PROVIDED TEXT

========

Ryan Merkow, MD is a surgical oncologist at the Lurie Cancer Center at Northwestern Memorial Hospital. “It’s the size of a hockey puck, and we actually install it in the abdominal wall,” Merkow said.

A catheter attaches to the pump delivering chemo into one of the main arteries feeding into the liver. “It’s unique in that we can deliver very high doses of chemotherapy into the liver at concentrations of three to 400 times what the liver would normally seek compared to systemic chemotherapy,” Merkow said.

The chemo doesn’t exit the liver nor does it affect the rest of the body. With standard chemo, Lynch had a 50% chance of recurrence, but with the new pump, his chances increase to 80%.

========

ENTRIES SHOWN
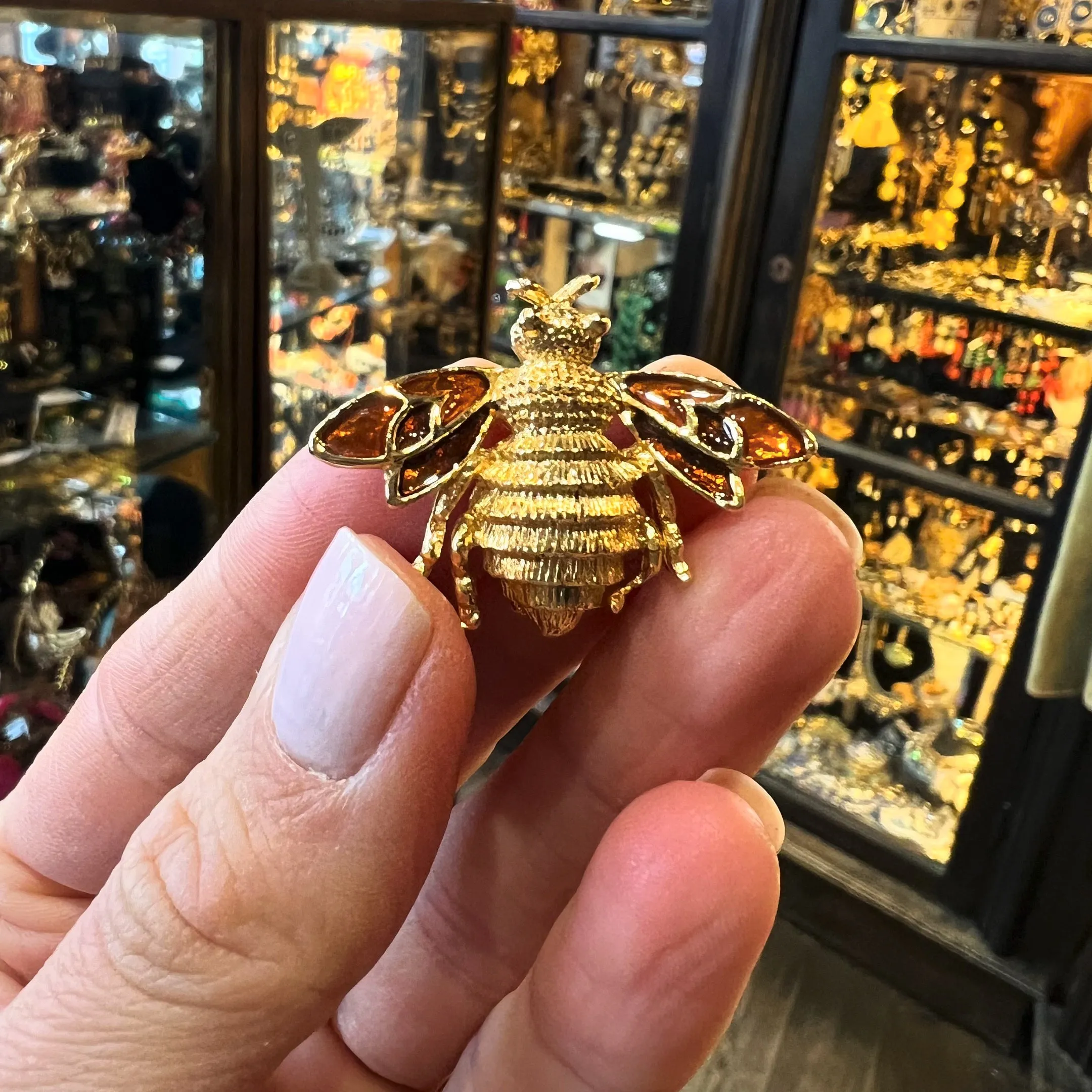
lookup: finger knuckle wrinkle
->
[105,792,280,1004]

========

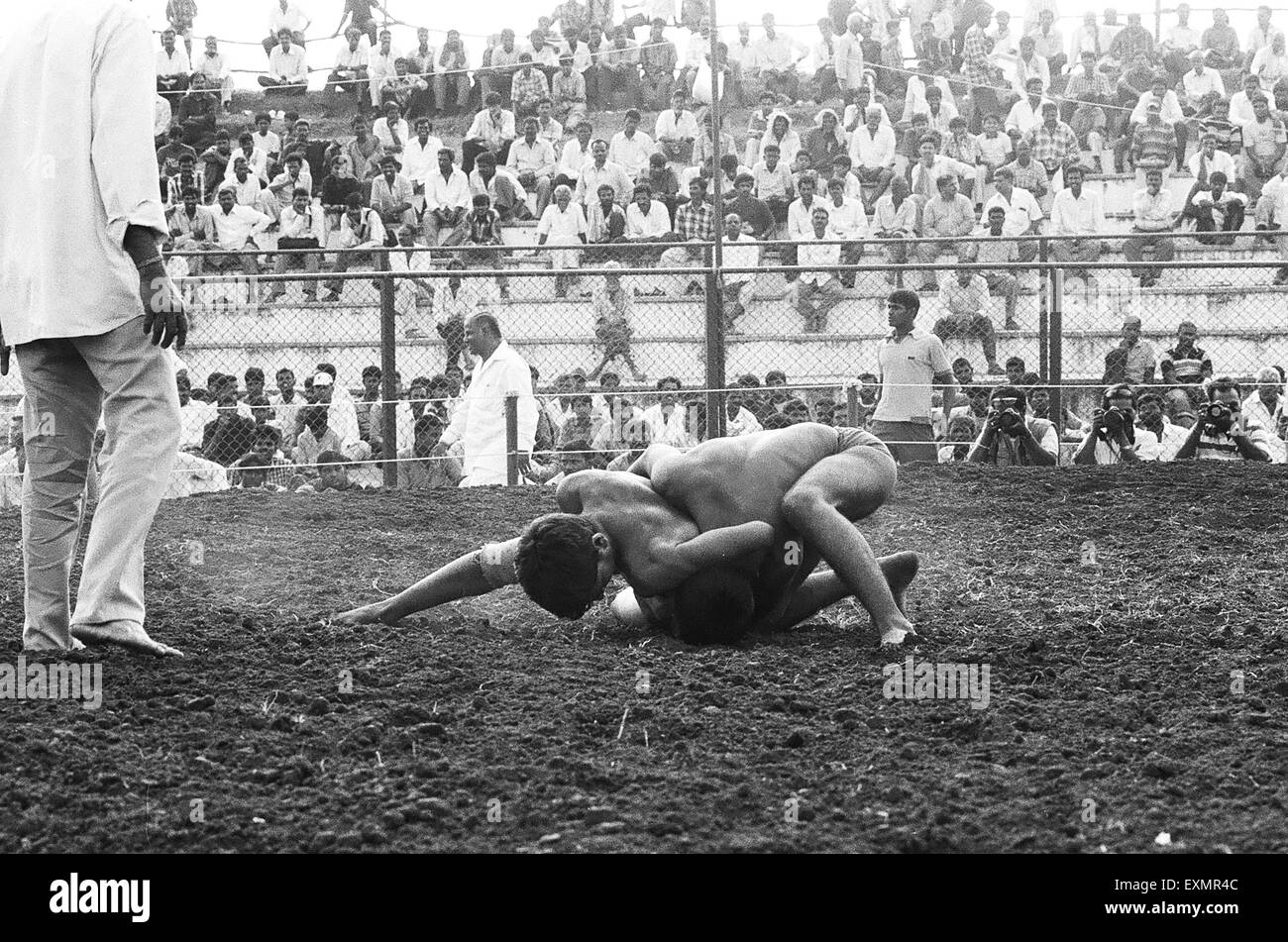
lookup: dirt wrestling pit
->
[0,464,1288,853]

========

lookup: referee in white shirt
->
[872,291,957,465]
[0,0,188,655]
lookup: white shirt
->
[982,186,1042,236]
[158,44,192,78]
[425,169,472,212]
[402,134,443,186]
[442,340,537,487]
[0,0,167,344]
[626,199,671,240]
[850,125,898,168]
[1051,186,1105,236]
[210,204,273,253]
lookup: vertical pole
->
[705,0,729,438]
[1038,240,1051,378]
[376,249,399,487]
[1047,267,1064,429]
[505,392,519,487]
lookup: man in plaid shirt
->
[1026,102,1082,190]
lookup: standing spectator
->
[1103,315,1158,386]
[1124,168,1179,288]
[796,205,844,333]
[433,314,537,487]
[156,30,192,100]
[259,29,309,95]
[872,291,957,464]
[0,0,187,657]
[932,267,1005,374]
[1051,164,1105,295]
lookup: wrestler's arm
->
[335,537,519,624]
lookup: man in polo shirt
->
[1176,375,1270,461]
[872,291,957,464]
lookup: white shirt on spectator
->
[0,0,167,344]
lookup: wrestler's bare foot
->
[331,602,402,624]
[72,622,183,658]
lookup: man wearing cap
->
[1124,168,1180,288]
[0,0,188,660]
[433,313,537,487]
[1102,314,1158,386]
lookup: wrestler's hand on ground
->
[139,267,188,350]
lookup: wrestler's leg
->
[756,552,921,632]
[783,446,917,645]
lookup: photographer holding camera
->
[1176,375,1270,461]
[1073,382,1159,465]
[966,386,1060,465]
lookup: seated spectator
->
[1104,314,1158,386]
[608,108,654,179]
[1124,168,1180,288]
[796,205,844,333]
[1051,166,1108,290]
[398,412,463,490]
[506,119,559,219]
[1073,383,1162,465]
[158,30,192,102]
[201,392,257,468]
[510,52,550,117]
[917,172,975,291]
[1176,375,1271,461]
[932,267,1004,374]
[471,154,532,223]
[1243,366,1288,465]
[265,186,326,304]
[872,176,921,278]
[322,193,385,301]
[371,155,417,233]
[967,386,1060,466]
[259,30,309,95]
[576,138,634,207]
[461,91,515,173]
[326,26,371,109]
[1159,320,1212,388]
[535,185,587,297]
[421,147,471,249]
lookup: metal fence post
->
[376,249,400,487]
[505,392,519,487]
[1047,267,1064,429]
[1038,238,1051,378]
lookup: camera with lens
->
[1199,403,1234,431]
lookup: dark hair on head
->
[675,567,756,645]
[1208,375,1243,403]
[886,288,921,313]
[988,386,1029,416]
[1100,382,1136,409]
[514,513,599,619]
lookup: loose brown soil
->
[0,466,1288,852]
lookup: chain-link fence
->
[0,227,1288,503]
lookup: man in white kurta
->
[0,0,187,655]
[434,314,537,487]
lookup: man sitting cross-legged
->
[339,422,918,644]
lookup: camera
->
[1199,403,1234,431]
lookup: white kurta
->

========

TASK INSTRUCTIONS
**a)** In the text about the liver chemotherapy pump, what object does Merkow compare the pump's size to?
**b)** Pick up the text about the liver chemotherapy pump where it stops and continue it.

EXERCISE RESULTS
**a)** A hockey puck.

**b)**
Lynch’s recent scan showed no evidence of cancer which means he can focus on his family and not having cancer. “I know I’ve got today,” Lynch said. “I know everything’s good, right now. So, let’s live it up and enjoy, enjoy that.”

More than 100,000 new cases of colorectal cancer are diagnosed each year. The rate of people being diagnosed has dropped significantly since the mid-1980s mainly due to the fact people are getting screened earlier. The American Cancer Society recommends that people at average risk of colorectal cancer get their first colonoscopy at 45-years-old and then every 10 years after that.